#### Task details:
Print all entries precisely as they are written.

#### Data for this exercise:
□ □ □ □ □ □ □

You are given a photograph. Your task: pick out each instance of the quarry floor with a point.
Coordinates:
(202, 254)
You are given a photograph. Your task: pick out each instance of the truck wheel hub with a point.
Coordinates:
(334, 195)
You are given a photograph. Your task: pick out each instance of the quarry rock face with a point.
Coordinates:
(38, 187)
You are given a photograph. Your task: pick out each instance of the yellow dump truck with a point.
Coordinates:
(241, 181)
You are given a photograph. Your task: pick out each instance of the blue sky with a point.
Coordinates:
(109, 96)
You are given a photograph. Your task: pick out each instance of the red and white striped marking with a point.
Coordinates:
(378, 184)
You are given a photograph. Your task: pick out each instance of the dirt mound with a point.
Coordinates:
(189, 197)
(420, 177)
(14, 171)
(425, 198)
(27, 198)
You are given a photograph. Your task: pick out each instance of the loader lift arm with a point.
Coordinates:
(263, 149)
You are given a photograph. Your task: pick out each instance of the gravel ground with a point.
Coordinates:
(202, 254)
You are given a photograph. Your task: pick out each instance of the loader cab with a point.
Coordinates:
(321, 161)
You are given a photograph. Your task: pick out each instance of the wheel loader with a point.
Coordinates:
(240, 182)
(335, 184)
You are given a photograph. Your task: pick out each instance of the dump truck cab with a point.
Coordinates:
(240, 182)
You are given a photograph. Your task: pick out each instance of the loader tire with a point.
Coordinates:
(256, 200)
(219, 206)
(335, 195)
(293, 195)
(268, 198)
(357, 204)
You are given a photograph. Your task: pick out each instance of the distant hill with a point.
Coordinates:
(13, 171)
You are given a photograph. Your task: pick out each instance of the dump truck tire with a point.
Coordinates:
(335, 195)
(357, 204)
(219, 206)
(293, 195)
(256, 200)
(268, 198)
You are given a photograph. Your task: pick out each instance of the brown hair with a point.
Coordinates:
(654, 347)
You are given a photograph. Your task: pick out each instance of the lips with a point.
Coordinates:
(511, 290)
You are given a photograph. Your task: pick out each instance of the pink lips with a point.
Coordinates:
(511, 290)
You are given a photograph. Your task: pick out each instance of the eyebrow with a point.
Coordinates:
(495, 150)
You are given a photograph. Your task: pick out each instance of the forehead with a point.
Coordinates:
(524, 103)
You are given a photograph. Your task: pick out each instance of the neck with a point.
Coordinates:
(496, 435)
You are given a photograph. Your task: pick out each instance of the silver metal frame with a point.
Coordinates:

□ □ □ □ □ □ □

#### The result:
You are given a photograph. Your task: pick out each instance of the quarry floor with a point.
Coordinates:
(202, 254)
You are given a photograph. Your task: pick out each instance of the truck wheel hub with a point.
Coordinates:
(334, 195)
You are given a photograph. Your task: pick out each instance of the quarry rock face with a point.
Coordinates:
(38, 187)
You are given a photograph. Your task: pick out each instance of the yellow dump truck with a point.
Coordinates:
(241, 181)
You are given a photograph. Your task: pick out each instance of the blue sky with a point.
Coordinates:
(109, 96)
You are given a photograph. Your task: pick out each instance of the red and white striped marking with a point.
Coordinates:
(378, 184)
You are given a photograph. Your task: pick out each instance of the dirt mound with a point.
Coordinates:
(189, 197)
(420, 177)
(14, 171)
(425, 198)
(27, 198)
You are given a photograph. Your task: pick out each instance of the loader lift arm with a point.
Coordinates:
(263, 149)
You are given a photograph. Your task: pick out each instance of the gravel ground with a point.
Coordinates:
(202, 254)
You are given a photograph. Your task: pick out each instance of the loader cab with a point.
Coordinates:
(321, 161)
You are given a photograph. Your task: pick out each instance of the wheel loader with a point.
Coordinates:
(240, 182)
(335, 184)
You are given a photograph. Your task: pick out each instance of the dump truck cab with a point.
Coordinates:
(240, 182)
You are given a photograph. Your task: pick out each instance of the loader tire with a point.
Coordinates:
(256, 200)
(219, 206)
(335, 195)
(293, 195)
(268, 198)
(357, 204)
You are given a photograph. Your task: pick out each instance of the distant hill with a point.
Coordinates:
(13, 171)
You are given a photograph. Your task: pick out each instance of the dump truck tire with a point.
Coordinates:
(335, 195)
(357, 204)
(219, 206)
(293, 195)
(256, 200)
(268, 198)
You are given a photograph. Your task: pick out each instance of the brown hair with a point.
Coordinates:
(654, 347)
You are given a photograph. Your task: pick out each instance of the lips with a point.
Coordinates:
(511, 290)
You are given a photograph. Your task: pick out each instance of the pink lips with a point.
Coordinates:
(511, 290)
You are given a photograph. Your task: pick out each instance of the eyebrow with a point.
Coordinates:
(495, 150)
You are given a photograph. Your task: pick out each instance of the forehead with a point.
Coordinates:
(524, 103)
You are given a photograph. Your task: pick out each instance of the neck with a point.
Coordinates:
(496, 435)
You are given a photograph. Your task: pick out each instance of the silver metal frame with a point.
Coordinates:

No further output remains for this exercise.